Given instruction 1. Please count the lines in the rows that contain the word "When", treating case as significant, and reply with only that number.

Given passage.
START

Chu says the intended reader is the educated public, and the idea is to promote cultural exchange and the positive influence of Chinese culture. :(

dylannn, Saturday, 1 August 2015 09:07 (eight years ago) link

do they pay translators? it would be fun to produce fake translations of china dream fables with protagonists that demonstrate strong confucian morals and devotion to the chinese nation.

dylannn, Saturday, 1 August 2015 09:12 (eight years ago) link

Nah, I think it's Li Rui translating the title story? It's one of those flimsy 80s (early 90s?) paperbacks. Cheers for the recs! Wang Yiyan's my prof in NZ so I'd like to make the effort w/Jia. Yeah, Bruce Humes' site is one of a handful of places I visit that's accessible here; dry but earnest.

Really like this piece by a Chengdu-based friend about her time in Xinjiang: Hanzu in a Headscarf: Travels in Xinjiang. Also, dunno if there's the same panic about Chinese property buyers in CAN/AUS as in NZ, but this is a good overview on our latest depressing yellow peril redux.

xpost: Don't think they pay (or at least they didn't pay us - we did get a "best co-operation" certificate, as we were, uh, the only international collaboration) ... on the other hand, that kind of tilting-at-windmills/CI-style signalling is probably designed to skim some largesse from somewhere? Compared with a friend in Tianjin getting to go to Paper Republic events in Beijing, it's slim pickings for visible-to-老外 lit stuff here.

etc, Saturday, 1 August 2015 09:33 (eight years ago) link

I need to knuckle down on my reading

finding something interesting is half the battle, e.g. i could never stay interested in ~readers~ because it was like being talked down to, despite how excellent they are for learning. it sounds like you're intrigued by some fairly cool stuff, so you should absolutely persevere with it and just take your time, learning any words that come up more than a handful of times.

END

[Rows from a pointing dataset]
START

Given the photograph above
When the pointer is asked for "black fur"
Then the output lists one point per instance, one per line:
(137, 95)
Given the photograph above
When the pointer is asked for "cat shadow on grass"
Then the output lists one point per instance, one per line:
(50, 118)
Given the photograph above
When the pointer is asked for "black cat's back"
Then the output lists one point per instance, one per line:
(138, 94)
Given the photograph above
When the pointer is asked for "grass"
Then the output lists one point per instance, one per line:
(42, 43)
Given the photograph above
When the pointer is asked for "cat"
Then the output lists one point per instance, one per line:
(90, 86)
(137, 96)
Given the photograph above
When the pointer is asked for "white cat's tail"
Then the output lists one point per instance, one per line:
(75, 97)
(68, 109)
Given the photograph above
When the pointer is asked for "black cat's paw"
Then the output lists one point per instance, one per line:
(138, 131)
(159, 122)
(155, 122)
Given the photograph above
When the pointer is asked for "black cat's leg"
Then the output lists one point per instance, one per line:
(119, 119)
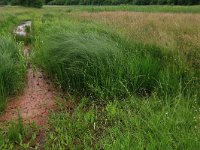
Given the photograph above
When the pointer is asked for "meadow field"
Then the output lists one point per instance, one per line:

END

Given instruction 2. Pick up the forum thread on reading Chinese literature and carry it on from its final sentence.

Task result 1. 9

Task result 2.
I guess slowing stuff down doesn't muck up the tones?

not if you use something like audiostretch or audacity, because they leave the pitch intact. it's just like being spoken to more slowly.

Also, dunno if there's the same panic about Chinese property buyers in CAN/AUS as in NZ, but this is a good overview on our latest depressing yellow peril redux.

ugh. in australia we're battling unprecedented govt bigotry so i feel you here. we haven't had that specific issue, probably because our federal govt likes to withhold its otherwise pervasive racism when dealing with china because it needs chinese money.

Autumn Almanac, Saturday, 1 August 2015 22:24 (eight years ago) link

(and by 'chinese money' i mean investment and business deals from the people's republic of china, not people with 'chinese-sounding names')

Autumn Almanac, Saturday, 1 August 2015 22:26 (eight years ago) link

here in melbourne loads of tiny apartments are being approved/built to cater for chinese expats/留学生 (although afaik nobody official has yet attacked those people on the basis of their name).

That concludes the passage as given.